> **YOUR GOAL**:
Answer these questions using the excerpt on ACAT.
(a) What kind of p values does ACAT combine to build the set-based test ACAT-V?
(b) Whose whole-genome sequencing data were analyzed?
(c) What total sample sizes does the Figure 2 caption list?

> **EXCERPT TO READ**:
________________

ACAT: A Fast and Powerful p Value Combination Method for Rare-Variant Analysis in Sequencing Studies

Abstract

Set-based analysis that jointly tests the association of variants in a group has emerged as a popular tool for analyzing rare and low-frequency variants in sequencing studies. The existing set-based tests can suffer significant power loss when only a small proportion of variants are causal, and their powers can be sensitive to the number, effect sizes, and effect directions of the causal variants and the choices of weights. Here we propose an aggregated Cauchy association test (ACAT), a general, powerful, and computationally efficient p value combination method for boosting power in sequencing studies. First, by combining variant-level p values, we use ACAT to construct a set-based test (ACAT-V) that is particularly powerful in the presence of only a small number of causal variants in a variant set. Second, by combining different variant-set-level p values, we use ACAT to construct an omnibus test (ACAT-O) that combines the strength of multiple complimentary set-based tests, including the burden test, sequence kernel association test (SKAT), and ACAT-V. Through analysis of extensively simulated data and the whole-genome sequencing data from the Atherosclerosis Risk in Communities (ARIC) study, we demonstrate that ACAT-V complements the SKAT and the burden test, and that ACAT-O has a substantially more robust and higher power than those of the alternative tests.

Keywords: omnibus test; rare-variant analysis; variant set test; whole-genome sequencing.

Figure 1

Summary of the Proposed Methods ACAT, ACAT-V, and ACAT-O and the Relationship Among Them

Figure 2

Power Comparisons of ACAT-O, ACAT-V, SKAT, and the Burden Test for Continuous Traits Each bar represents the empirical power estimated as the proportion of p values less than $\text{α}={10}^{-6}$. The proportion of causal variants is set to be 5%, 20%, and 50%, which correspond to the three rows of each panel. The left panel assumes the effects of the causal variants to have the same direction, whereas the right panel assumes the effect directions are randomly determined with an equal probability. The effect sizes $\left(\left|{\beta }_i\right|\text{s}\right)$ of the causal variants either are all the same as $\left|{\beta }_i\right|=\text{b}$ (left column in each panel) or have a decreasing relationship with MAF (right column in each panel) as $\left|{\beta }_i\right|=\text{c}\left|{\log }_{10}MA{F}_i\right|$, where constants $\text{b}$ and $\text{c}$ depend on the proportions of causal variants and their values are presented in Table S1. For each configuration, the total sample sizes considered are 2,500, 5,000, 7,500, and 10,000. Seven methods are compared: ACAT-V(1,25), ACAT-V(1,1), SKAT(1,25), SKAT(1,1), burden(1,25), burden(1,1), and the omnibus test ACAT-O that combines the other six tests, where the two numbers in the parentheses indicate the choice of the beta(MAF) weight parameters $a_1$ and $a_2$ in the test.

________________

Collected data entries

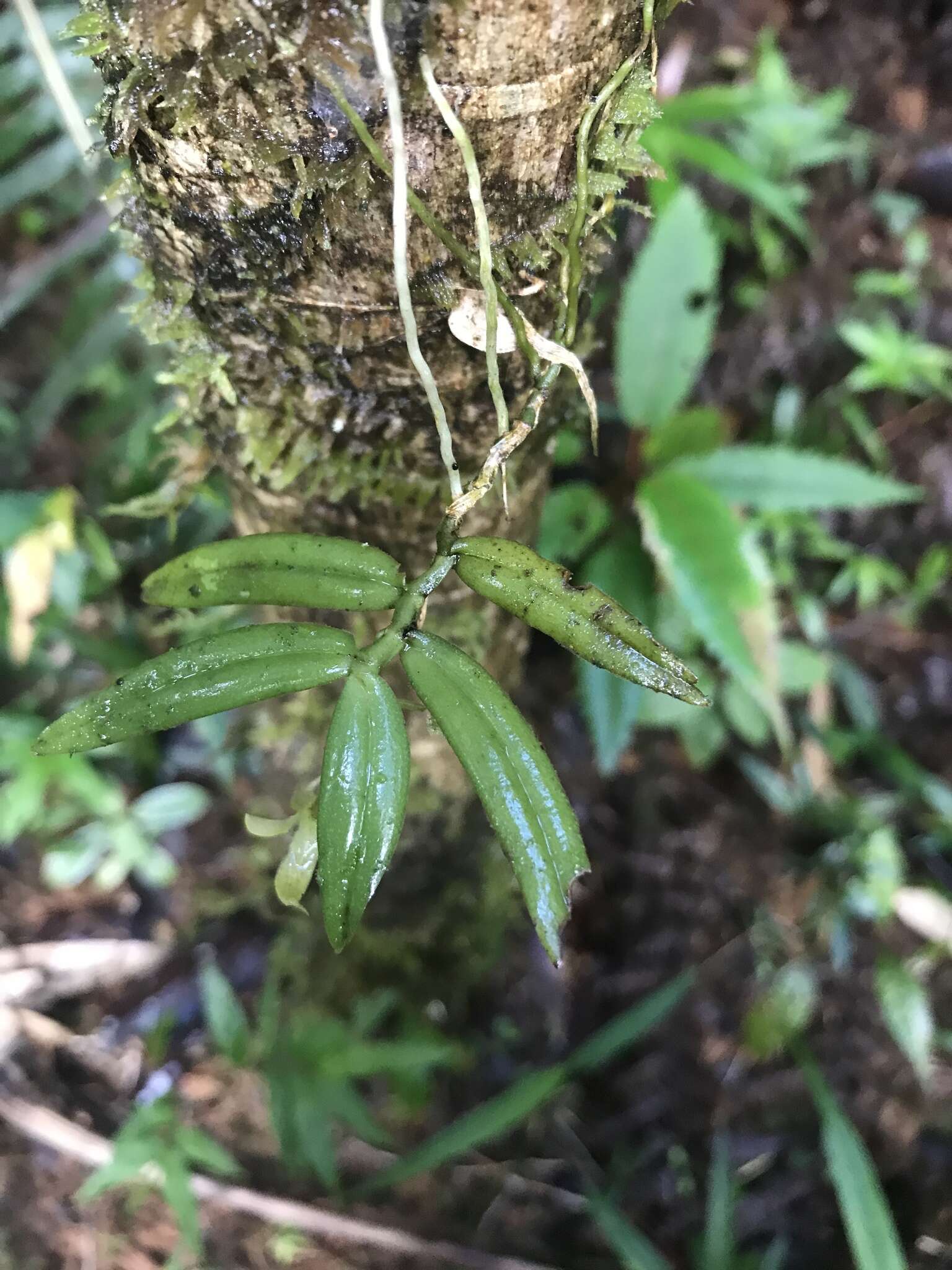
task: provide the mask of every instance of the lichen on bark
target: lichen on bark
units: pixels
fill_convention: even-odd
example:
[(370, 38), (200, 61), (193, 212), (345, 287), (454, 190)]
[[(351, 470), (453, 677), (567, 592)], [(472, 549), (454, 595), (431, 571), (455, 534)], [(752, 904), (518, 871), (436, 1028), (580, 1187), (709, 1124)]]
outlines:
[[(102, 8), (96, 9), (95, 6)], [(126, 224), (155, 300), (190, 319), (199, 359), (189, 409), (246, 527), (357, 533), (409, 555), (429, 549), (443, 472), (409, 364), (391, 268), (390, 187), (324, 86), (330, 74), (387, 149), (387, 124), (357, 4), (302, 0), (91, 0), (110, 150), (127, 154)], [(411, 184), (467, 245), (462, 161), (420, 84), (425, 50), (480, 163), (503, 286), (546, 330), (557, 258), (547, 232), (574, 192), (574, 136), (589, 94), (636, 46), (640, 0), (510, 5), (404, 3), (387, 10), (407, 114)], [(410, 253), (424, 352), (472, 475), (493, 441), (479, 353), (448, 333), (472, 286), (419, 222)], [(518, 396), (526, 367), (504, 359)], [(227, 385), (227, 386), (225, 386)], [(512, 532), (531, 521), (538, 447), (510, 465)], [(527, 486), (529, 498), (519, 498)], [(486, 522), (500, 521), (498, 500)], [(495, 527), (485, 523), (482, 528)]]
[[(173, 344), (166, 377), (179, 385), (192, 436), (227, 478), (237, 528), (359, 537), (416, 572), (433, 554), (446, 474), (397, 312), (390, 182), (326, 88), (331, 76), (388, 155), (364, 5), (83, 3), (86, 51), (105, 81), (103, 131), (128, 161), (123, 221), (147, 268), (145, 325)], [(510, 296), (531, 292), (519, 304), (546, 334), (560, 309), (559, 234), (574, 206), (576, 128), (638, 47), (641, 6), (387, 6), (410, 184), (475, 253), (463, 163), (419, 76), (425, 52), (476, 151), (499, 284)], [(473, 281), (415, 217), (409, 246), (423, 351), (466, 480), (496, 428), (484, 357), (447, 326), (459, 288)], [(595, 244), (585, 250), (590, 262)], [(515, 414), (529, 368), (510, 354), (501, 371)], [(467, 532), (532, 536), (548, 478), (545, 428), (560, 418), (565, 399), (550, 401), (543, 427), (509, 462), (512, 519), (491, 494)], [(518, 677), (526, 629), (461, 584), (432, 597), (426, 621), (504, 682)], [(456, 794), (462, 784), (446, 747), (421, 715), (410, 716), (410, 729), (418, 762)], [(314, 747), (297, 748), (312, 763)], [(429, 828), (410, 824), (405, 836), (428, 838), (432, 860), (440, 829), (461, 817), (448, 810), (435, 826), (425, 804), (421, 796)]]

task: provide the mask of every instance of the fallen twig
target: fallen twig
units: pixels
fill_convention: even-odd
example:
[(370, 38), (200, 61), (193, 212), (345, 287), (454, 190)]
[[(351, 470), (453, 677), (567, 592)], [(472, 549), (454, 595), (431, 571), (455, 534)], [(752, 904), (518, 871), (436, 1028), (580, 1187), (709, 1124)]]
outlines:
[(169, 949), (149, 940), (62, 940), (0, 949), (0, 1005), (42, 1006), (151, 974)]
[[(77, 1160), (90, 1168), (99, 1168), (113, 1156), (112, 1143), (89, 1129), (72, 1124), (65, 1116), (50, 1107), (23, 1099), (0, 1099), (0, 1120), (30, 1138), (33, 1142), (51, 1147), (71, 1160)], [(245, 1186), (228, 1186), (213, 1181), (202, 1173), (192, 1176), (193, 1194), (208, 1204), (258, 1217), (272, 1226), (293, 1227), (310, 1234), (327, 1240), (340, 1240), (345, 1243), (360, 1245), (364, 1248), (378, 1248), (407, 1257), (429, 1257), (442, 1260), (463, 1270), (555, 1270), (553, 1266), (538, 1261), (523, 1261), (520, 1257), (496, 1256), (467, 1248), (443, 1240), (421, 1240), (406, 1231), (377, 1222), (364, 1222), (345, 1217), (326, 1209), (301, 1204), (297, 1200), (282, 1199), (278, 1195), (265, 1195), (248, 1190)]]

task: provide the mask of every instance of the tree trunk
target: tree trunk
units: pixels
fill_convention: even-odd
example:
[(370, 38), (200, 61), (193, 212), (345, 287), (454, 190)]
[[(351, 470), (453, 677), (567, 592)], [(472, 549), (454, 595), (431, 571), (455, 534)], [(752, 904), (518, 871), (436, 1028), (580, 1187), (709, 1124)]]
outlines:
[[(330, 74), (390, 155), (364, 5), (85, 3), (103, 15), (103, 126), (129, 157), (126, 224), (151, 272), (156, 334), (178, 344), (171, 377), (227, 476), (237, 527), (341, 533), (418, 570), (447, 483), (396, 310), (391, 184), (325, 86)], [(636, 48), (640, 11), (641, 0), (387, 6), (410, 184), (475, 251), (462, 160), (418, 71), (425, 51), (476, 150), (501, 284), (533, 291), (519, 304), (542, 331), (557, 310), (547, 235), (574, 196), (576, 128)], [(447, 326), (473, 282), (416, 217), (410, 265), (466, 481), (496, 434), (484, 357)], [(515, 414), (528, 370), (518, 353), (501, 363)], [(494, 491), (467, 532), (531, 538), (548, 475), (543, 434), (509, 464), (509, 523)], [(512, 681), (523, 629), (452, 582), (433, 599), (428, 629)], [(416, 757), (428, 747), (444, 754), (418, 728)], [(438, 771), (444, 784), (452, 768)]]

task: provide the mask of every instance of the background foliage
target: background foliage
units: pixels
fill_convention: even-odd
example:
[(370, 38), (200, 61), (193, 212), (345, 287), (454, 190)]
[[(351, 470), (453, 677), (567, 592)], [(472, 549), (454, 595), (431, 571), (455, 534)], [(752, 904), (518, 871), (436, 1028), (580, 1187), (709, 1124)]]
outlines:
[[(41, 11), (51, 34), (75, 15)], [(678, 17), (673, 43), (701, 20), (691, 6)], [(4, 933), (175, 932), (173, 969), (138, 999), (94, 992), (83, 1010), (56, 1006), (63, 1026), (107, 1048), (118, 1044), (113, 1013), (138, 1038), (129, 1087), (84, 1077), (114, 1157), (86, 1181), (93, 1206), (77, 1220), (108, 1234), (116, 1265), (147, 1229), (157, 1264), (248, 1255), (245, 1229), (197, 1205), (195, 1172), (564, 1266), (767, 1270), (850, 1255), (859, 1270), (892, 1270), (933, 1264), (939, 1253), (923, 1246), (947, 1252), (928, 1170), (882, 1129), (890, 1107), (914, 1125), (906, 1138), (947, 1149), (952, 787), (935, 719), (948, 711), (952, 550), (947, 432), (935, 439), (933, 427), (947, 428), (952, 395), (947, 221), (882, 179), (869, 109), (849, 88), (812, 90), (782, 43), (767, 32), (734, 64), (702, 58), (698, 85), (669, 98), (642, 137), (666, 179), (625, 192), (650, 204), (649, 222), (619, 199), (613, 267), (592, 297), (603, 458), (588, 453), (584, 420), (556, 438), (538, 550), (647, 621), (702, 671), (715, 707), (692, 711), (533, 645), (527, 706), (553, 742), (595, 869), (569, 935), (578, 996), (562, 986), (552, 1001), (498, 879), (471, 918), (479, 941), (461, 935), (472, 946), (452, 987), (386, 932), (369, 932), (348, 969), (315, 950), (306, 917), (288, 925), (270, 876), (305, 809), (253, 794), (265, 721), (201, 720), (91, 757), (30, 753), (43, 724), (108, 676), (245, 618), (156, 616), (137, 601), (147, 573), (221, 536), (227, 499), (201, 450), (162, 442), (171, 386), (161, 349), (129, 321), (136, 264), (99, 199), (116, 173), (100, 152), (80, 155), (17, 14), (0, 15)], [(56, 50), (89, 113), (94, 71), (70, 43)], [(845, 215), (873, 246), (805, 330), (790, 297), (821, 292)], [(739, 390), (730, 367), (762, 356), (751, 329), (784, 352)], [(632, 785), (641, 810), (622, 792)], [(674, 792), (659, 803), (649, 785)], [(692, 820), (711, 803), (704, 832), (743, 829), (718, 838), (713, 872)], [(739, 842), (725, 847), (731, 833)], [(679, 872), (677, 834), (692, 838), (701, 874)], [(698, 1039), (718, 963), (694, 950), (707, 947), (721, 874), (744, 879), (743, 930), (730, 933), (745, 952)], [(680, 958), (656, 952), (626, 916), (628, 890), (660, 875)], [(452, 888), (434, 894), (456, 921)], [(506, 973), (493, 969), (500, 960)], [(697, 983), (671, 978), (683, 964), (698, 965)], [(594, 1013), (581, 1001), (589, 965), (602, 968)], [(636, 975), (633, 1005), (631, 989), (612, 994), (616, 975), (659, 965)], [(679, 1031), (721, 1055), (691, 1067), (684, 1088)], [(638, 1055), (651, 1053), (682, 1104), (702, 1107), (699, 1124), (665, 1104), (636, 1120), (640, 1133), (618, 1134), (621, 1113), (599, 1110), (593, 1086), (631, 1099), (623, 1073), (644, 1072)], [(801, 1068), (815, 1110), (801, 1093), (773, 1121), (743, 1100), (731, 1120), (727, 1093), (708, 1106), (698, 1092), (713, 1073), (757, 1105), (759, 1080), (798, 1081)], [(41, 1101), (66, 1090), (72, 1109), (75, 1081), (55, 1064), (18, 1052), (11, 1074)], [(655, 1072), (652, 1093), (658, 1083)], [(651, 1101), (647, 1085), (636, 1082), (636, 1101)], [(146, 1162), (160, 1171), (143, 1173)], [(663, 1180), (656, 1191), (646, 1173)], [(411, 1189), (420, 1176), (429, 1196)], [(36, 1179), (18, 1185), (34, 1203), (42, 1194)], [(527, 1205), (513, 1219), (508, 1196), (538, 1187), (556, 1215)], [(6, 1222), (18, 1265), (29, 1264), (17, 1251), (24, 1222)], [(322, 1256), (281, 1228), (255, 1255)]]

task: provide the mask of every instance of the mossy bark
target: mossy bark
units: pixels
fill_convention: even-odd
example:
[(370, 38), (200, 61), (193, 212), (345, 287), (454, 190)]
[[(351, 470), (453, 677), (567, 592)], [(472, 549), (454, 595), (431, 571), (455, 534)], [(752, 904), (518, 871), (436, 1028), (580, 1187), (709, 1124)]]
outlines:
[[(131, 166), (124, 221), (150, 271), (150, 320), (179, 345), (170, 377), (227, 476), (237, 527), (341, 533), (409, 570), (425, 565), (447, 481), (396, 307), (391, 187), (324, 86), (331, 75), (388, 155), (364, 5), (85, 6), (107, 84), (104, 133)], [(410, 183), (475, 251), (462, 160), (418, 72), (425, 51), (476, 150), (501, 284), (532, 292), (519, 302), (542, 331), (559, 305), (550, 231), (572, 201), (575, 132), (636, 48), (640, 13), (641, 0), (387, 6)], [(466, 480), (496, 429), (482, 354), (447, 326), (473, 282), (419, 220), (410, 234), (421, 343)], [(518, 354), (501, 361), (518, 408), (528, 368)], [(467, 532), (531, 538), (548, 476), (543, 432), (509, 464), (509, 523), (494, 493)], [(524, 631), (461, 585), (437, 592), (426, 621), (504, 681), (518, 674)], [(414, 732), (425, 759), (437, 739)], [(456, 785), (452, 767), (435, 770)]]

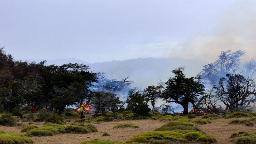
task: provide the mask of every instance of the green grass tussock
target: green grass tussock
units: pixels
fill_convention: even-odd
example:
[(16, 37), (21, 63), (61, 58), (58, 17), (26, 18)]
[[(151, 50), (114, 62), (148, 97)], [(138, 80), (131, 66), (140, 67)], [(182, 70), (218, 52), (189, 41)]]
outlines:
[(28, 132), (28, 131), (32, 130), (34, 128), (36, 128), (38, 127), (38, 126), (35, 125), (27, 125), (21, 129), (20, 131), (21, 132)]
[(54, 134), (52, 132), (46, 130), (32, 129), (26, 133), (29, 137), (52, 136)]
[(133, 128), (139, 128), (139, 126), (130, 123), (124, 123), (117, 124), (113, 127), (113, 129), (117, 128), (123, 128), (125, 127), (132, 127)]
[(0, 133), (0, 143), (20, 144), (32, 143), (33, 140), (26, 136), (18, 133)]
[(203, 116), (202, 118), (208, 119), (214, 119), (220, 118), (220, 116), (215, 114), (208, 114)]
[(122, 142), (110, 140), (101, 140), (98, 139), (95, 139), (93, 140), (85, 141), (82, 142), (80, 144), (125, 144)]

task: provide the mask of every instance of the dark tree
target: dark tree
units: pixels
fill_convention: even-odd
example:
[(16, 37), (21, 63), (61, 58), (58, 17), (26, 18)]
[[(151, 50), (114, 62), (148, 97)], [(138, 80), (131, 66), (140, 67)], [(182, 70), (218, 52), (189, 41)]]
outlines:
[(256, 84), (252, 78), (241, 74), (227, 74), (220, 78), (219, 84), (214, 85), (218, 100), (229, 109), (237, 108), (245, 108), (256, 101)]
[(161, 91), (158, 86), (154, 85), (148, 86), (144, 90), (144, 94), (150, 100), (153, 107), (153, 110), (155, 110), (155, 105), (156, 100), (158, 99), (161, 94)]
[[(169, 77), (165, 83), (160, 81), (159, 86), (163, 89), (161, 98), (166, 103), (180, 104), (184, 109), (183, 115), (187, 115), (188, 103), (193, 104), (197, 97), (204, 93), (204, 87), (200, 76), (186, 77), (184, 69), (184, 68), (180, 67), (173, 70), (174, 76)], [(166, 85), (165, 87), (164, 84)]]

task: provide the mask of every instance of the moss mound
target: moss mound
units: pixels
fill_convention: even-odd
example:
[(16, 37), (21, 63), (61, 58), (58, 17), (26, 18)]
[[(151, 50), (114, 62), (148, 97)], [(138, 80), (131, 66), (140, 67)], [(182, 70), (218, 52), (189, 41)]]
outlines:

________________

> **TASK OUTPUT**:
(a) Variant-level p values.
(b) The Atherosclerosis Risk in Communities (ARIC) study.
(c) 2,500, 5,000, 7,500, and 10,000.